SET EXERCISE:
Which lines below contain the word "blurred"? Show each of those lines in full.

☆ ☆ ☆ ☆ ☆ ☆ ☆

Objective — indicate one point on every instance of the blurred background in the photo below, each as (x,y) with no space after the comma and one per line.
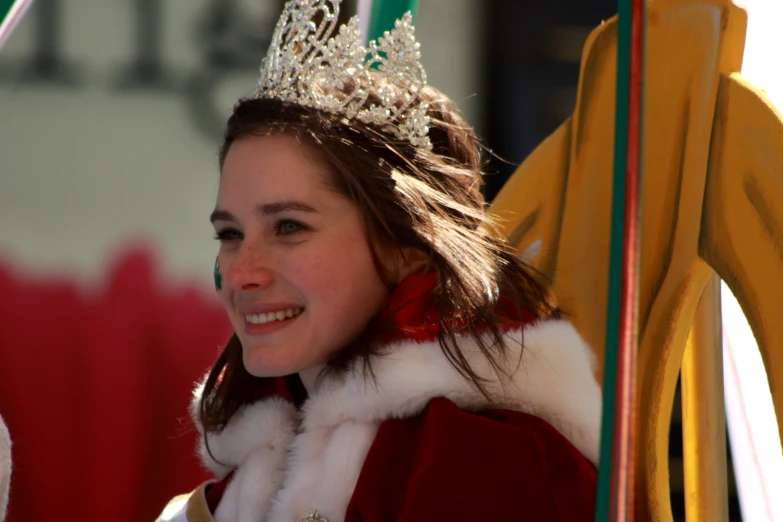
(110,118)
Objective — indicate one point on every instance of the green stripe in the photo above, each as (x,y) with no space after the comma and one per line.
(615,258)
(5,8)
(385,12)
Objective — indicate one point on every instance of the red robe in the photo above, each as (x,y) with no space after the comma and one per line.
(422,444)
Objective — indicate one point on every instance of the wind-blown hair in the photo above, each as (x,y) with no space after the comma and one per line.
(430,200)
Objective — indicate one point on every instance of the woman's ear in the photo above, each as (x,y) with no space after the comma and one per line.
(409,261)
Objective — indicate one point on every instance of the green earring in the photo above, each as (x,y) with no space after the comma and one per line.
(218,279)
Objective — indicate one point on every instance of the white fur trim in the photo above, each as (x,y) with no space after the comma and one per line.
(266,426)
(554,381)
(324,468)
(551,378)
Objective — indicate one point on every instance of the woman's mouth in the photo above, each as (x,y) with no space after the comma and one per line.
(270,317)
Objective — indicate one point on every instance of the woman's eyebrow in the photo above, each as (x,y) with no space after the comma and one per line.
(266,209)
(221,215)
(283,206)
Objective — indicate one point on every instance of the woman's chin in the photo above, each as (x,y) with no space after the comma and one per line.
(264,361)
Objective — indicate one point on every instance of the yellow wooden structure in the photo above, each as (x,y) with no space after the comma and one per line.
(712,207)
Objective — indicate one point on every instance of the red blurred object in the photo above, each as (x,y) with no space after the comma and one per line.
(94,387)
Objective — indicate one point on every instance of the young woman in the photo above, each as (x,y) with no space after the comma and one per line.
(392,360)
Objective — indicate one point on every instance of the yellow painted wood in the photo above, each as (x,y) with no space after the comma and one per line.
(703,413)
(712,201)
(742,228)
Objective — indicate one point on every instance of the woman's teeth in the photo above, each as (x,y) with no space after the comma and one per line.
(273,316)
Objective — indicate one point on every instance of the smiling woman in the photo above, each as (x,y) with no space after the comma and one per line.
(391,358)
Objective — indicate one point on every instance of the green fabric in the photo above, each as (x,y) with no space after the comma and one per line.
(385,12)
(615,259)
(5,8)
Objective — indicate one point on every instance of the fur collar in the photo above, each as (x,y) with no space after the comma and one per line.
(285,460)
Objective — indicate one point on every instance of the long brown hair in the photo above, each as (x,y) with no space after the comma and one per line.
(407,197)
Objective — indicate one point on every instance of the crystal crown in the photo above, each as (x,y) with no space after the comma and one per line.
(306,65)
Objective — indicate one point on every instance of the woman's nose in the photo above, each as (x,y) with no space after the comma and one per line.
(251,269)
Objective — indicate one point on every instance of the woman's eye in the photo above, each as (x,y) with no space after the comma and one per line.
(228,234)
(289,227)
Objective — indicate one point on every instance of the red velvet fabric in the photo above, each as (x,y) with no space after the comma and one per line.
(94,386)
(447,464)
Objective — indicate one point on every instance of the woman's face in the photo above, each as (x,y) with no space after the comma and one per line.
(298,280)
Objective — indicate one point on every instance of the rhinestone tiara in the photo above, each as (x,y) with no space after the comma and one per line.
(308,66)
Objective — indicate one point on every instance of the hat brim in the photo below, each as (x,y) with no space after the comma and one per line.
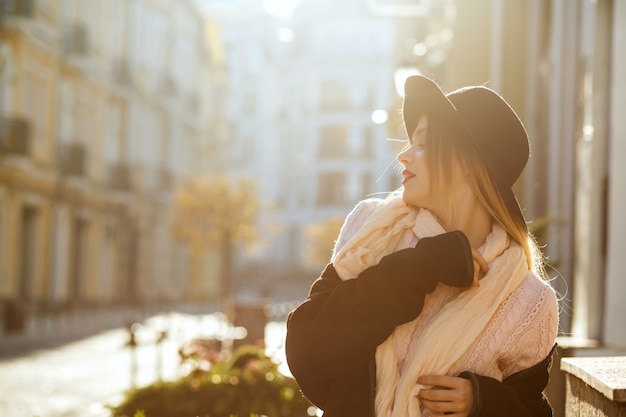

☆ ☆ ☆ ☆ ☆ ☆ ☆

ANSWER TO THE EXERCISE:
Objective — indicate one point on every instance of the blurred background in the photo below, each as (x,y) with no space after the comma and one per line.
Objective — indicate one point on every instance of the red blurred object in the photo above, each as (x,y) with no space after the comma and one per line.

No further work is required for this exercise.